● **Directions**
What lines of the material below include the string "meadow"? Copy all of them.

(Information supplied Opens)

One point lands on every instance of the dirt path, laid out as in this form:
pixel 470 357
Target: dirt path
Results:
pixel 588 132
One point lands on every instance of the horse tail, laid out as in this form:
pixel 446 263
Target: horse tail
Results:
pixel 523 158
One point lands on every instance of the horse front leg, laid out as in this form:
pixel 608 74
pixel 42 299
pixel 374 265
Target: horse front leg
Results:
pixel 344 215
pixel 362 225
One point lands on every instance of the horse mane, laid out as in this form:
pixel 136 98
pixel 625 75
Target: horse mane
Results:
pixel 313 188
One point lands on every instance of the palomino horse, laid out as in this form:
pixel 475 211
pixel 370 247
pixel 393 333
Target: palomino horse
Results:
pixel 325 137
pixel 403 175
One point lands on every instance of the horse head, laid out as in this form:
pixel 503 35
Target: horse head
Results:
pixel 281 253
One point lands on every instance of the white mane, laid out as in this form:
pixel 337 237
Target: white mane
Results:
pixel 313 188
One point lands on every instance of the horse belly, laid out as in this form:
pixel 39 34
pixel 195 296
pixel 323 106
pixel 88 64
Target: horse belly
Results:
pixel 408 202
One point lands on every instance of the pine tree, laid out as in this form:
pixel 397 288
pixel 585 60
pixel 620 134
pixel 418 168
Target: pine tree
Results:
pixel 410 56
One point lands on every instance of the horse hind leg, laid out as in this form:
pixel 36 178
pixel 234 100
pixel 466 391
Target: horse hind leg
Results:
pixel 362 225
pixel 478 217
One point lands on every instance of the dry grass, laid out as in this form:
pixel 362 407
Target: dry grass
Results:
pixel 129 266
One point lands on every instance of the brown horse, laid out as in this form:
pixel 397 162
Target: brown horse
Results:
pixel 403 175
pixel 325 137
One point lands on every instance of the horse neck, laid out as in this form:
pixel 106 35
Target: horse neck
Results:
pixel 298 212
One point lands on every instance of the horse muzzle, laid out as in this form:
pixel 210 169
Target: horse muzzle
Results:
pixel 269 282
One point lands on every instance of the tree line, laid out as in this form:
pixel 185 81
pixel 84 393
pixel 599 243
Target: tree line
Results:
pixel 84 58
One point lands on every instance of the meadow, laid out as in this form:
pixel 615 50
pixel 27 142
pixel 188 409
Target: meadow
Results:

(Information supplied Closes)

● **Written answer**
One point lands on every instance of the meadow, laid out as in this form:
Target: meadow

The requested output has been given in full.